Dataset rows

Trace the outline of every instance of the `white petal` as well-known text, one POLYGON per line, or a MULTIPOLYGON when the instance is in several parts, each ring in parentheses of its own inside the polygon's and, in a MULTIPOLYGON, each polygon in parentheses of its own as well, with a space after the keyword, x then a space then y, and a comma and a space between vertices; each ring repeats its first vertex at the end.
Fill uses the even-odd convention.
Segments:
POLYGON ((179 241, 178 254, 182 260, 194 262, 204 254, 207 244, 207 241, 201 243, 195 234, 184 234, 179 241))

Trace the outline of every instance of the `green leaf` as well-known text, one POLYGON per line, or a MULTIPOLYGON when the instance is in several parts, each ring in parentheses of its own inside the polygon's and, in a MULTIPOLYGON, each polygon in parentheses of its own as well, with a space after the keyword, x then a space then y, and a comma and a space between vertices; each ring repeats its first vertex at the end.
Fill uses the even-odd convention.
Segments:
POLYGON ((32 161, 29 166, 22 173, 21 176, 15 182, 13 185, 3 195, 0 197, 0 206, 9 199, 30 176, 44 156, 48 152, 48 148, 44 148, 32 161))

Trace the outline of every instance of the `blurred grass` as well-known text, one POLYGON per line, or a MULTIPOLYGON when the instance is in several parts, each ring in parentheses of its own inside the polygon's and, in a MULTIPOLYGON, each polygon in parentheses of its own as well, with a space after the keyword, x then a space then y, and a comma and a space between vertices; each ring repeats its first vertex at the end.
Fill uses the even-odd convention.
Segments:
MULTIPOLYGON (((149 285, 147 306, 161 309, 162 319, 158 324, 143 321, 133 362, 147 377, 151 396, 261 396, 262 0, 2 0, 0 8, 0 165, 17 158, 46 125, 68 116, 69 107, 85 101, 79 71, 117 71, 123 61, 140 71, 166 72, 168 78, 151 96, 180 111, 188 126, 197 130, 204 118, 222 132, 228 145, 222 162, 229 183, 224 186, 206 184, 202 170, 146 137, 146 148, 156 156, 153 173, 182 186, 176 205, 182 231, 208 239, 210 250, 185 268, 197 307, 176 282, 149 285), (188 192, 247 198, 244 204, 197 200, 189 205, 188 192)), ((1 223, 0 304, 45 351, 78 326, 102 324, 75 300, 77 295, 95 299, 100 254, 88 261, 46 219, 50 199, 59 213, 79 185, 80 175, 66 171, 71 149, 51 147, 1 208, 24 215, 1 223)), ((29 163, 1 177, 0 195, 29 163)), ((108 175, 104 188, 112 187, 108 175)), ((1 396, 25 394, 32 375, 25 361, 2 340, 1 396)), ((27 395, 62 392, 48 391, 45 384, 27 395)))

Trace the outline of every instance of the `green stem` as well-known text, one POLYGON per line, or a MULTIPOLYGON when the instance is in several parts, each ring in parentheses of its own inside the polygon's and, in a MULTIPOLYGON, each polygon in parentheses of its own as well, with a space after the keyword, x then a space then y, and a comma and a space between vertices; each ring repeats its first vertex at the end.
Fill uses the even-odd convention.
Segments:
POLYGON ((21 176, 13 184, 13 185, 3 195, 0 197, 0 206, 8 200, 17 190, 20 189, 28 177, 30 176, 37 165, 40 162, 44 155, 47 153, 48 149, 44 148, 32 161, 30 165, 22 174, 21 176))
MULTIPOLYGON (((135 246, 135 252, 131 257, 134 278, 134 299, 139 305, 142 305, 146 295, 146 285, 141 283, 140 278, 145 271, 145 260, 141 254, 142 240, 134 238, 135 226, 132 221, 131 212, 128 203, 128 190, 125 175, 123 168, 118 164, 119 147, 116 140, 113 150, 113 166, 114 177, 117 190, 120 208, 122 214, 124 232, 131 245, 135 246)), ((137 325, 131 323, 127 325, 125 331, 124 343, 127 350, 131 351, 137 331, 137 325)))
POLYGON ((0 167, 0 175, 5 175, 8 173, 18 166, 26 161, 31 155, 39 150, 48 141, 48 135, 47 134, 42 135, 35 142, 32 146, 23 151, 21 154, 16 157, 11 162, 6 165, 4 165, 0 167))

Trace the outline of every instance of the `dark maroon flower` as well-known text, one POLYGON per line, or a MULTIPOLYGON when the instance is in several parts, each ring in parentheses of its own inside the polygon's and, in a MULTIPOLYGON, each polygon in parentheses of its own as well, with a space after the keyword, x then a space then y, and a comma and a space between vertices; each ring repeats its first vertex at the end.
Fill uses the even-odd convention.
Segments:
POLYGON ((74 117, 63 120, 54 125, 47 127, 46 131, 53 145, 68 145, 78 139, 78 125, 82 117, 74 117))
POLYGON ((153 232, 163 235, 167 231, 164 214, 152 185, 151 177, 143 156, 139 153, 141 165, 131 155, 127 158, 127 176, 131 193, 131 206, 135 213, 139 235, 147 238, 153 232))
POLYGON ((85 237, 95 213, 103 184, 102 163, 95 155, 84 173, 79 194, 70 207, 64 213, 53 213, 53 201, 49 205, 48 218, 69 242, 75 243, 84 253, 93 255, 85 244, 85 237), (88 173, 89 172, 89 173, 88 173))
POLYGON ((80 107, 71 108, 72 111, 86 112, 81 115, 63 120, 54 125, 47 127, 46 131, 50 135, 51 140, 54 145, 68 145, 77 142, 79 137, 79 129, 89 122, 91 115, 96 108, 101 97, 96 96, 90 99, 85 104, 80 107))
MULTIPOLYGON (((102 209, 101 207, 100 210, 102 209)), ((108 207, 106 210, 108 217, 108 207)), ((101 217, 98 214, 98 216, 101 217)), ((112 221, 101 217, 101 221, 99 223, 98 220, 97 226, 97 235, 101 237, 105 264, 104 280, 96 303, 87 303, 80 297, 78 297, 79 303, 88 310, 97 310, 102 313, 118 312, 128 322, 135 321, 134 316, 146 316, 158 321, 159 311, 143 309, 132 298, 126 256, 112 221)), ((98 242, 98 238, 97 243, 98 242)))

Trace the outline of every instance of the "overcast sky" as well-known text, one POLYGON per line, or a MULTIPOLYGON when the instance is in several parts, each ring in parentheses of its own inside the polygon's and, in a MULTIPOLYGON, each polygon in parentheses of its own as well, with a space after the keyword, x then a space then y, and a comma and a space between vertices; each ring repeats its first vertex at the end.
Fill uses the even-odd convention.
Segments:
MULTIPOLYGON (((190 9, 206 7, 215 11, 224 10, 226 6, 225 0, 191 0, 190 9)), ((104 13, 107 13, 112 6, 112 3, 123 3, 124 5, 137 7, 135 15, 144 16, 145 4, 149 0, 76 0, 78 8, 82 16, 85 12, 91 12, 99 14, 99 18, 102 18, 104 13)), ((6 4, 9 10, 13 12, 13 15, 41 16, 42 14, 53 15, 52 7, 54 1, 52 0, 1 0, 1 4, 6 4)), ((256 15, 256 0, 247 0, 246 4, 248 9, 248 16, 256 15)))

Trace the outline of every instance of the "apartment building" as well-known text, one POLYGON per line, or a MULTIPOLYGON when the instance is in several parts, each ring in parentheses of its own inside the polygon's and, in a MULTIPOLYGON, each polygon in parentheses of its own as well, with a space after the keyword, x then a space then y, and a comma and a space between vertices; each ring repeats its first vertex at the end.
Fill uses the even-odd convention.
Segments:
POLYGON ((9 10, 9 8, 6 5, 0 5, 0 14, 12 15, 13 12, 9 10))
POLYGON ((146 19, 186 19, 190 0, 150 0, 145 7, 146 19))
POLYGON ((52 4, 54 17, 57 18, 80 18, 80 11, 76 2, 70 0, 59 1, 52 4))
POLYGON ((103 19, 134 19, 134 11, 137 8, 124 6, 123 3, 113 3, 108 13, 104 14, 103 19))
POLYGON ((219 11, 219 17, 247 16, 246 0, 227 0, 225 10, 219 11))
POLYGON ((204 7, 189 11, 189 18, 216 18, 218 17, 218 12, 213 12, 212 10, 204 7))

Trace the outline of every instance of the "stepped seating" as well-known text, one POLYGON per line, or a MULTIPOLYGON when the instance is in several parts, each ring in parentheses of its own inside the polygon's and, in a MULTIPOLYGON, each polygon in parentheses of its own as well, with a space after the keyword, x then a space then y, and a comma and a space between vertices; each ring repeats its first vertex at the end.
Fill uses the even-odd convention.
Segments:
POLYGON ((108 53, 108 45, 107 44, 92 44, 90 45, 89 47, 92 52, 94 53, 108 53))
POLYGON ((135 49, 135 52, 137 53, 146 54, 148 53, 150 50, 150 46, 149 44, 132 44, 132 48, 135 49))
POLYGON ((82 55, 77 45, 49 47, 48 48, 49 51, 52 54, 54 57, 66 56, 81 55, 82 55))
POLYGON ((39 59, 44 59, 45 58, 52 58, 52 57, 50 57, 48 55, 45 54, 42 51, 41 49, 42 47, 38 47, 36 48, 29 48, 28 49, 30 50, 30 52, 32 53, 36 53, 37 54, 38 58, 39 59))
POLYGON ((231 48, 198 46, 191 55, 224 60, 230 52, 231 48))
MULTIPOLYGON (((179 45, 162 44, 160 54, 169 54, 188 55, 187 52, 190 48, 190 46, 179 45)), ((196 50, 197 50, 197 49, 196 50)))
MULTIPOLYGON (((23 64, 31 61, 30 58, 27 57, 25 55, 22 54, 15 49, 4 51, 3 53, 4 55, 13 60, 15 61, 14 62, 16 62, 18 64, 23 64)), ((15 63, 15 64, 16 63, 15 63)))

### STATED PROBLEM
Turn the records starting at the beginning and ending at the line containing "POLYGON ((32 161, 29" into a two-column CSV with the columns text and outline, one row per record. Put the record's wording in text and its answer in outline, each as a single quoted field with line breaks replaced by spaces.

### OUTPUT FOR THIS TASK
text,outline
"Trace the outline of every instance of the `white petal` as well-known text, one POLYGON per line, or a MULTIPOLYGON when the instance is in several parts, each ring in parentheses of its own inside the polygon's and, in a MULTIPOLYGON, each polygon in parentheses of its own as well, with a space after the keyword, x then a space then y, and a comma and a space between vertices; each ring repeats its first vertex at the end. Fill uses the even-odd convention. Segments:","POLYGON ((179 241, 178 254, 182 260, 194 262, 204 254, 207 244, 207 241, 201 243, 195 234, 184 234, 179 241))"
"Trace the outline of every instance of the `green leaf` as well-known text, one POLYGON per line, or a MULTIPOLYGON when the instance is in several parts, each ring in parentheses of its own inside the polygon's and, in a MULTIPOLYGON, each polygon in parentheses of its own as well, with a space after the keyword, x then a space then y, and a comma and a space between vertices; each ring repeats its first vertex at the end. Fill uses the even-odd convention. Segments:","POLYGON ((32 161, 29 166, 22 173, 21 176, 15 182, 13 185, 3 195, 0 197, 0 206, 9 199, 30 176, 44 156, 48 152, 48 148, 44 148, 32 161))"